--- start DATA EXCERPTS ---

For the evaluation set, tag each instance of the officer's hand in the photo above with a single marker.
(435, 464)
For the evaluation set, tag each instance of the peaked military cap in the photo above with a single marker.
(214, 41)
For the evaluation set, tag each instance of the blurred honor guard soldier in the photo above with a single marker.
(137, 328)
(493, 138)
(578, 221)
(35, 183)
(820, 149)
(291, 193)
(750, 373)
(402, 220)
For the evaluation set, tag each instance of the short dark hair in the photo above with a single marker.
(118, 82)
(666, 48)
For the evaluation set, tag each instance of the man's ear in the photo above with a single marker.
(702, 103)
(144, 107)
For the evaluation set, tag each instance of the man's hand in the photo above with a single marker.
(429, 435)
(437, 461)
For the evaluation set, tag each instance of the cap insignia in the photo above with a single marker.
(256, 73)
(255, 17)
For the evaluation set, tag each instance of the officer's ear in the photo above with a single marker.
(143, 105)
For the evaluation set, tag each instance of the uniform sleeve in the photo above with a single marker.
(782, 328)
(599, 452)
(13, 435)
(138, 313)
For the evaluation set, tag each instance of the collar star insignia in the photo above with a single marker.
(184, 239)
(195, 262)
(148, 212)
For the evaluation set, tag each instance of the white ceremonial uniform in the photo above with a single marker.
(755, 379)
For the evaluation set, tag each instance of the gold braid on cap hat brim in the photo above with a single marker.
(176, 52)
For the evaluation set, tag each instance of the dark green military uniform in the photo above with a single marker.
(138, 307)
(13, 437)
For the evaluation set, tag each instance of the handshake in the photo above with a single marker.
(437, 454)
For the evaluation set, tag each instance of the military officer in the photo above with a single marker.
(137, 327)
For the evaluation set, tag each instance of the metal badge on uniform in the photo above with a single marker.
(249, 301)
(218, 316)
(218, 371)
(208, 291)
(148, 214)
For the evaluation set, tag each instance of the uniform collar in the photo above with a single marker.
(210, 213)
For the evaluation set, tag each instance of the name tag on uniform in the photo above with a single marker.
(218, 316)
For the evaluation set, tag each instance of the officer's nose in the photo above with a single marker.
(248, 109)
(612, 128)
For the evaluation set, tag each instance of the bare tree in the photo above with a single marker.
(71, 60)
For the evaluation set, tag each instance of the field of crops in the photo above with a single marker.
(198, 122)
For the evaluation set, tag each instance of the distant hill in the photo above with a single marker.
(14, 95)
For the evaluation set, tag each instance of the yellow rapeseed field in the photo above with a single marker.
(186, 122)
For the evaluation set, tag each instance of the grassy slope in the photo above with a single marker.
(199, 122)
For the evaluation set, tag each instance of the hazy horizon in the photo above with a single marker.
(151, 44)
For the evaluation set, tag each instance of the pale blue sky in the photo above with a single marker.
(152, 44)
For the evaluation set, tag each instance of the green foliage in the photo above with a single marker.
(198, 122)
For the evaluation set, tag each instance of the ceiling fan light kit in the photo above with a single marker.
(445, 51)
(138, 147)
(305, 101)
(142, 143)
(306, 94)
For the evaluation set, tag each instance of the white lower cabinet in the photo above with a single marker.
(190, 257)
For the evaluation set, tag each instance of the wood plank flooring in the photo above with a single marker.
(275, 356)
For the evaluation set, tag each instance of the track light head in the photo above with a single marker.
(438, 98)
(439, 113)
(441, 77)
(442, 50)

--- end DATA EXCERPTS ---

* AIM OF THE EXERCISE
Your output consists solely of the lines from the one with "For the evaluation set, tag each instance of the grassy" through the last line, copied exactly.

* RESULT BELOW
For the evaluation set, tag each instance of the grassy slope in the photo above with a single marker.
(199, 122)
For the evaluation set, tag each instance of the hazy horizon in the photo above with a single marker.
(151, 44)
For the evaluation set, tag each instance of the pale blue sky in the photo above with a single marker.
(152, 44)
For the evaluation set, tag each instance of the green foliage in the photo above with a single marker.
(198, 122)
For the evaluation set, tag each instance of the ceiling fan light kit in the photo above with a single marker.
(445, 51)
(138, 147)
(305, 101)
(142, 143)
(306, 94)
For the evaluation set, tag each instance of the white lower cabinet in the photo above with a single marker.
(190, 257)
For the evaluation set, tag each instance of the wood plank flooring in the photo above with a single marker.
(275, 356)
For the evaluation set, tag each instance of the track light head in the photo above with a single marker.
(438, 98)
(439, 113)
(441, 77)
(442, 50)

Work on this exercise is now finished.